Segment Open

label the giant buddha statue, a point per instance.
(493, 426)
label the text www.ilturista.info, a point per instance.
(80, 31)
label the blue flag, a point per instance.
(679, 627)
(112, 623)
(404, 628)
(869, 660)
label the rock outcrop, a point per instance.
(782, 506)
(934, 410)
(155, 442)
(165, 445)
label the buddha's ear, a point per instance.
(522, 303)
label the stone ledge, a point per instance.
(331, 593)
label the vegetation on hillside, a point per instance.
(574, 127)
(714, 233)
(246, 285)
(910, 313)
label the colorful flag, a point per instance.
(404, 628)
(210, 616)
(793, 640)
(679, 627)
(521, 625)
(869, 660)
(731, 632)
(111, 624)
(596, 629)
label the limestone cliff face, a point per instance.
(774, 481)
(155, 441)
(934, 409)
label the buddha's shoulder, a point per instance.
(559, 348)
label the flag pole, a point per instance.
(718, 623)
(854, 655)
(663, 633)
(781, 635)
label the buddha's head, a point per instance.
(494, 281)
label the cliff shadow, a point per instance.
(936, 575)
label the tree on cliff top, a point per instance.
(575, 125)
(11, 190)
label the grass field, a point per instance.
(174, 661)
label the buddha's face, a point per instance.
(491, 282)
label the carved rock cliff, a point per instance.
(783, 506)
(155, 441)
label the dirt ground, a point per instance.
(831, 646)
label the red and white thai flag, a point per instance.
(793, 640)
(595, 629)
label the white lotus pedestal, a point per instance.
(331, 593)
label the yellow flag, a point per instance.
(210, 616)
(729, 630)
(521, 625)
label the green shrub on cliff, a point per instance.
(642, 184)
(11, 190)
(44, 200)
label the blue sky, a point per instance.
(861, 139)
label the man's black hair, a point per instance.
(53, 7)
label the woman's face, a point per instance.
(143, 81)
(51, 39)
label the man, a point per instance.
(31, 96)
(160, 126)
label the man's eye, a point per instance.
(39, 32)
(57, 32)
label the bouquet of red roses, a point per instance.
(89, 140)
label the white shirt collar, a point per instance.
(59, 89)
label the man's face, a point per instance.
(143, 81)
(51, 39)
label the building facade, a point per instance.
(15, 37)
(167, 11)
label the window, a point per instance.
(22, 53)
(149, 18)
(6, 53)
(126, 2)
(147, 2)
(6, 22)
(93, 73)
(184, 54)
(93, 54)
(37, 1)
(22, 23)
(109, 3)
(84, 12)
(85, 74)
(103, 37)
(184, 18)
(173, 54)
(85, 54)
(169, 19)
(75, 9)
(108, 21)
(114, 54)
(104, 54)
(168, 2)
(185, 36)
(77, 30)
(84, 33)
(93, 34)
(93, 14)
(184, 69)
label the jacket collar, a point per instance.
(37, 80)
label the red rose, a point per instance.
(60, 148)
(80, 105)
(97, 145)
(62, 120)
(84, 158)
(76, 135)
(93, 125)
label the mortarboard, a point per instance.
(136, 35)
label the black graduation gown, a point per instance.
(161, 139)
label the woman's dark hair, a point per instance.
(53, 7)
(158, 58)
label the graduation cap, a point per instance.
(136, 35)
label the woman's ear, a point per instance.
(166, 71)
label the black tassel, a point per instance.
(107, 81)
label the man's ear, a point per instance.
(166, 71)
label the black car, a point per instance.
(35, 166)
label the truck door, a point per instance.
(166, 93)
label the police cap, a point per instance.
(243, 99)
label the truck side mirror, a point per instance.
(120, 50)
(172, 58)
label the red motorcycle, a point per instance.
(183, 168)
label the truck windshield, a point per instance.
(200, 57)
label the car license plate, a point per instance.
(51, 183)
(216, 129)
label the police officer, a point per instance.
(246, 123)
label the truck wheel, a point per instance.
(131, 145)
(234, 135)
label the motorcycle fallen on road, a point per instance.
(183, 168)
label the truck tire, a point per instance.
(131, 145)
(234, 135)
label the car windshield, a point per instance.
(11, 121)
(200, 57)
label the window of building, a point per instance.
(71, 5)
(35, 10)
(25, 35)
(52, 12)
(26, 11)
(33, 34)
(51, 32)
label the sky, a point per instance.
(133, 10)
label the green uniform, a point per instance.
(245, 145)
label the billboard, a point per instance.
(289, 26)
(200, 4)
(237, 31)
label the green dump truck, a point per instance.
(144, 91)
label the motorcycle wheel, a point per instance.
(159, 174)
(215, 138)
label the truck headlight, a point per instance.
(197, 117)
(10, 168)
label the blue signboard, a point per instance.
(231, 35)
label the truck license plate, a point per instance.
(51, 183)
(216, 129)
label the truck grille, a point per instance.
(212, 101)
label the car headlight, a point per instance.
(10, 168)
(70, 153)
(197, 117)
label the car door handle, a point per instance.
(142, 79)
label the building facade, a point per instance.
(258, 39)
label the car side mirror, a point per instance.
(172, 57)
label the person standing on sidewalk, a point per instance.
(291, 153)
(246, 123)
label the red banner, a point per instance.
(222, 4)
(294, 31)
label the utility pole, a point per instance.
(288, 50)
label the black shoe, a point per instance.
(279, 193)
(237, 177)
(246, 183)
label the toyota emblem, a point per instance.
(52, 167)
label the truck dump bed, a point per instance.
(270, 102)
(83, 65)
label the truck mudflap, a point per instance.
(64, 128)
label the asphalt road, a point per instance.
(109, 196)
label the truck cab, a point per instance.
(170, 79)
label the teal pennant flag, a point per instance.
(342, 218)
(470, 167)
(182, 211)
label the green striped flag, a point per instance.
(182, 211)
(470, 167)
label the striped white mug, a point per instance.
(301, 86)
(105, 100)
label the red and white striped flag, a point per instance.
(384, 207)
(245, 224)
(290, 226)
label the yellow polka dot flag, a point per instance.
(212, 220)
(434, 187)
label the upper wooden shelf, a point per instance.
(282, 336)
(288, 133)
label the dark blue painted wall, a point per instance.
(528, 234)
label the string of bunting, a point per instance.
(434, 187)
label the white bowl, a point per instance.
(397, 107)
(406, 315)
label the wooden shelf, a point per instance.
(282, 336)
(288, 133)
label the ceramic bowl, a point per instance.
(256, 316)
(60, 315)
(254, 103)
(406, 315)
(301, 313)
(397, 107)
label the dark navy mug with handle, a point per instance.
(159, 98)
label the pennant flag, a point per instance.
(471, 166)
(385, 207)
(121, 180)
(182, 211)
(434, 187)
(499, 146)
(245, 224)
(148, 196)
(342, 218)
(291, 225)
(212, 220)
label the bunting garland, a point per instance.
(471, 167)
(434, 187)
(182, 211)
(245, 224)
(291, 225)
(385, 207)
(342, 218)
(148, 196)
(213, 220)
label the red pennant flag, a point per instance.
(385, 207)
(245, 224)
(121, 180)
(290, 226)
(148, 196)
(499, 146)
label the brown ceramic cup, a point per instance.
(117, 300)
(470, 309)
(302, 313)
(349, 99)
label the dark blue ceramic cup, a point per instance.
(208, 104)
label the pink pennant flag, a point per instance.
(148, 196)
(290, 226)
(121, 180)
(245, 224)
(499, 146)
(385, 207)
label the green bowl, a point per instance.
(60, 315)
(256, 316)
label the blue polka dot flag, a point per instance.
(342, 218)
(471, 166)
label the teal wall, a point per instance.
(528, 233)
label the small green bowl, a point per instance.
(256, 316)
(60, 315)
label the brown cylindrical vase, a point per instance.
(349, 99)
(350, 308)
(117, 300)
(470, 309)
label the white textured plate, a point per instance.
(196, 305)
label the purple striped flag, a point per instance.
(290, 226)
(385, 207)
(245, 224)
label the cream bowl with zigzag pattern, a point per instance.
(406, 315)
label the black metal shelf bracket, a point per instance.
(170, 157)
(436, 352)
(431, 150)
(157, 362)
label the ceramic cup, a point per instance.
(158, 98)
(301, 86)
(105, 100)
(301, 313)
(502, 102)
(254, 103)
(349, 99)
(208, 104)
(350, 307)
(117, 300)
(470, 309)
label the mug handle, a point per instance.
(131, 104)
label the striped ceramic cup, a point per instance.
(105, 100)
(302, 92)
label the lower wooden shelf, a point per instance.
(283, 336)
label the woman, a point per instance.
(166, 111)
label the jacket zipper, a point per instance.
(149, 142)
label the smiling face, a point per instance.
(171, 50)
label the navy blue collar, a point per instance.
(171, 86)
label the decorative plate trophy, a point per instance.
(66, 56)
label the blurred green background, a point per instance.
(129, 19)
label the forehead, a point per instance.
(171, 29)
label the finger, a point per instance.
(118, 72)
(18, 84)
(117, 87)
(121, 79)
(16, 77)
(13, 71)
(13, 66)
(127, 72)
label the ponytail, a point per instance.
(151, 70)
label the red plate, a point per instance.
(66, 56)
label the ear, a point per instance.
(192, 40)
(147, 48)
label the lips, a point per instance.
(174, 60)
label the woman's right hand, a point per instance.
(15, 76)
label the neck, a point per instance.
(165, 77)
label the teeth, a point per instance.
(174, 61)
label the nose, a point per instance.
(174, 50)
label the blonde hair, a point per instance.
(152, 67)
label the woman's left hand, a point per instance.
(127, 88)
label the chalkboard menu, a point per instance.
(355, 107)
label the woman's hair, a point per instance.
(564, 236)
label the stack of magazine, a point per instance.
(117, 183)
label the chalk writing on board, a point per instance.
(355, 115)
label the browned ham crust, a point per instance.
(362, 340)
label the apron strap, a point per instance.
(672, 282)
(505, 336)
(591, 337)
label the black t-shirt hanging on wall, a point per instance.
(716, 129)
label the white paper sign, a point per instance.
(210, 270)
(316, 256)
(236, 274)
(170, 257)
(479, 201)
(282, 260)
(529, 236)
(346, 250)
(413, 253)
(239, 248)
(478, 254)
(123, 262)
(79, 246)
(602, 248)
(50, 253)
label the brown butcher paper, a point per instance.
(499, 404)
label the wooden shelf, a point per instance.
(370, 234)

Segment Closed

**Exercise**
Your response should hold only an exact copy of the lines above, from the one containing "label the striped ceramic" through the end of the entries.

**Answer below**
label the striped ceramic cup, a point per instance.
(105, 100)
(302, 92)
label the lower wooden shelf, a point per instance.
(283, 336)
label the woman, a point per instance.
(166, 111)
label the jacket zipper, a point per instance.
(149, 142)
label the smiling face, a point per instance.
(171, 50)
label the navy blue collar, a point per instance.
(171, 86)
label the decorative plate trophy, a point per instance.
(66, 56)
label the blurred green background, a point per instance.
(129, 19)
label the forehead, a point per instance.
(171, 29)
label the finger, a point per instance.
(118, 72)
(18, 84)
(117, 87)
(121, 79)
(16, 77)
(13, 71)
(13, 66)
(127, 72)
label the ponytail, a point per instance.
(151, 70)
label the red plate, a point per instance.
(66, 56)
label the ear, a point per instance.
(192, 40)
(147, 48)
label the lips, a point per instance.
(174, 60)
label the woman's right hand, a point per instance.
(15, 76)
label the neck, a point per instance.
(165, 77)
label the teeth, a point per instance.
(174, 61)
label the nose, a point per instance.
(174, 50)
label the blonde hair, a point per instance.
(152, 67)
label the woman's left hand, a point per instance.
(127, 88)
label the chalkboard menu, a point per instance.
(355, 107)
label the woman's hair, a point per instance.
(564, 236)
label the stack of magazine, a point per instance.
(117, 183)
label the chalk writing on board, a point per instance.
(355, 115)
label the browned ham crust, a point per instance.
(362, 340)
label the apron strap, a point per instance.
(672, 282)
(505, 336)
(591, 337)
label the black t-shirt hanging on wall, a point per instance.
(716, 129)
label the white paper sign, a point per instance.
(210, 270)
(316, 256)
(236, 274)
(170, 257)
(479, 201)
(282, 260)
(529, 236)
(346, 250)
(413, 253)
(239, 248)
(478, 254)
(123, 262)
(79, 246)
(602, 248)
(50, 253)
label the brown butcher paper, a point per instance.
(499, 404)
label the wooden shelf, a point per instance.
(370, 234)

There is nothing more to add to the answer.